§ SUPPLIED TEXT:
☆ ☆ ☆ ☆ ☆ ☆ ☆

Stephani then explains, “… MMT is not using the rich like a piggy bank. MMT does not want to treat Billionaires as you know, the obstacle to prosperity; the thing that you have to go through in order to get to where you want to go. … The federal government has far greater spending capacity than even Jeff Bezos. … That doesn’t mean you don’t go after concentrations of wealth and income in order to deal with extreme inequities. It just means that you don’t have to allow the Billionaires to be impediments to progress. You don’t have to take from them in order to achieve other goals.”
Nabil then further asks, “So what you are suggesting is a subtle but significant shift in framing that we don’t actually need to rely on the wealth of the rich to fight inequality.” To which Stephanie clarifies, “yes, I don’t want to become dependent on the wealthy in order to fund an ambitious progressive agenda. I would never want the Billionaires to hold the key to prosperity.”
Nadia seeks clarification on this, “If MMT means Uncle Sam can pay for everything, does MMT then negate the importance of taxing wealth and how do you deal with concentration of wealth then?”
Prof. Kelton clarifies, “… Well, I think about pre-distribution ... I don’t think of it in terms of redistribution. … And MMT recognizes that the purpose of the tax is not to pay for XYZ. The purpose of the taxes to remove dollars from somebody else’s hands and the question is why. Well, you might do that simply because you want to aggressively deal with the concentrations of wealth and income and so that’s the purpose of the tax. It seems like a subtle difference, but I think it’s really significant.”
Hope
As is our tradition, Nabi asks Stephanie where she sees the influential progressive movement in the USA (which she’s a part of) in the next few years.
Stephanie finds hope in solidarity. She states, “I think what’s interesting is the alignment between different movement groups. … Solving one problem often requires addressing the other problem or problems. And so, I think that when that begins to happen and you get movement groups … and other kind of organizations aligning their movements, … then that’s where the real potential for unleashing progress comes from.

☆ ☆ ☆ ☆ ☆ ☆ ☆

§ DATA:
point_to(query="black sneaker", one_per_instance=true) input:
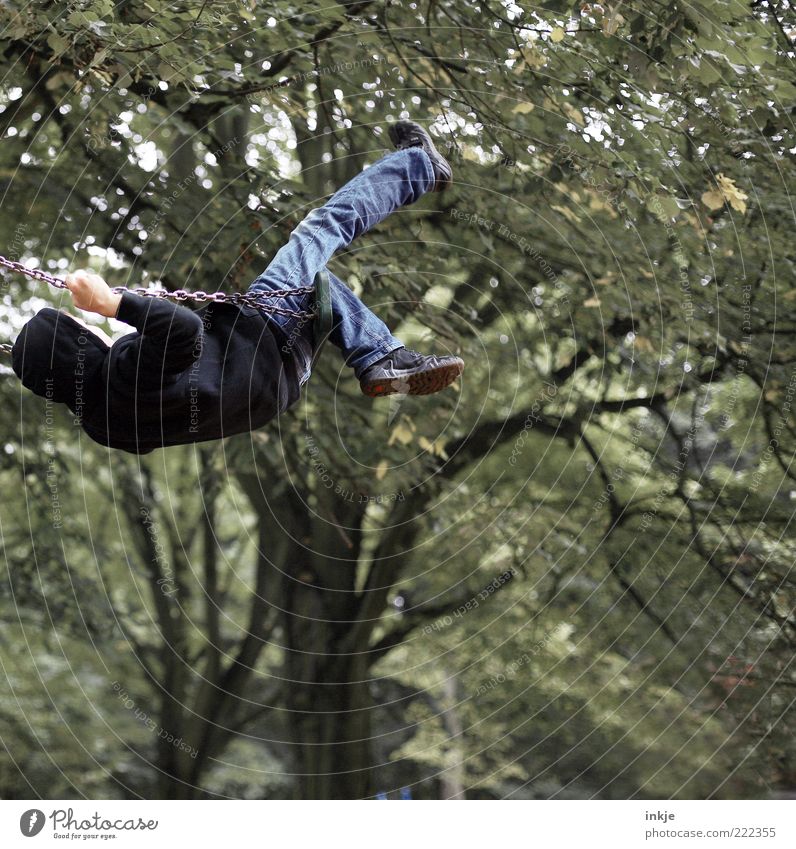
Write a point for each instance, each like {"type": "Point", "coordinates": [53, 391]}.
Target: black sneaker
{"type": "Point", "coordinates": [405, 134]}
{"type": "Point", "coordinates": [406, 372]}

☆ ☆ ☆ ☆ ☆ ☆ ☆

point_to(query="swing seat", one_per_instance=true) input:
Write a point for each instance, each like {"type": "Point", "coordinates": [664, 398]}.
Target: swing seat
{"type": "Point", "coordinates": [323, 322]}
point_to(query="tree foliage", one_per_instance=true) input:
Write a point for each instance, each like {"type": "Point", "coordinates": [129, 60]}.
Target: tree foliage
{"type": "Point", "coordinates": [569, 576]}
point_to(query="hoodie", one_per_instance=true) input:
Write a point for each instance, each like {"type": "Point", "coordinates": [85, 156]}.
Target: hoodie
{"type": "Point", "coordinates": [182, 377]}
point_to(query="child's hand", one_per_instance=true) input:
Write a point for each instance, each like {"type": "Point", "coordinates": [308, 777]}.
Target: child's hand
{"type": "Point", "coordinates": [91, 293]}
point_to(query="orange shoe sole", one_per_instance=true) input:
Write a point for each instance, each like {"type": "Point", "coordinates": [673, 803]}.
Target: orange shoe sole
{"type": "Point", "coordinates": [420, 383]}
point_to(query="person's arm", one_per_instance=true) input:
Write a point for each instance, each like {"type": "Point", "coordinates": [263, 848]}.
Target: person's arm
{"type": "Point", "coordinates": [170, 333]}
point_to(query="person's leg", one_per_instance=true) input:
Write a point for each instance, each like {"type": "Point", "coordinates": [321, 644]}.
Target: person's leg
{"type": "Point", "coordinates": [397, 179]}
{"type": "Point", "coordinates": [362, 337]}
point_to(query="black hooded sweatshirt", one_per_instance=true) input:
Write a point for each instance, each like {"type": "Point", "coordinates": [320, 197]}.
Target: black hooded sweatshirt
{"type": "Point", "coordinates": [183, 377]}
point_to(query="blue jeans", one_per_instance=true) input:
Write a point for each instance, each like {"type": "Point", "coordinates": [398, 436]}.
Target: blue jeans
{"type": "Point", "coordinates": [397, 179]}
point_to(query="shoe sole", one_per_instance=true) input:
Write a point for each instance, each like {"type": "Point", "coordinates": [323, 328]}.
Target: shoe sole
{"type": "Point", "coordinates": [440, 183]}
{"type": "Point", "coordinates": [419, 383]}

☆ ☆ ☆ ☆ ☆ ☆ ☆

§ TASK DETAILS: Extract the passage of the MMT interview text from "Nadia seeks clarification" up to and including "next few years.", copying it word for word.

§ FULL ANSWER:
Nadia seeks clarification on this, “If MMT means Uncle Sam can pay for everything, does MMT then negate the importance of taxing wealth and how do you deal with concentration of wealth then?”
Prof. Kelton clarifies, “… Well, I think about pre-distribution ... I don’t think of it in terms of redistribution. … And MMT recognizes that the purpose of the tax is not to pay for XYZ. The purpose of the taxes to remove dollars from somebody else’s hands and the question is why. Well, you might do that simply because you want to aggressively deal with the concentrations of wealth and income and so that’s the purpose of the tax. It seems like a subtle difference, but I think it’s really significant.”
Hope
As is our tradition, Nabi asks Stephanie where she sees the influential progressive movement in the USA (which she’s a part of) in the next few years.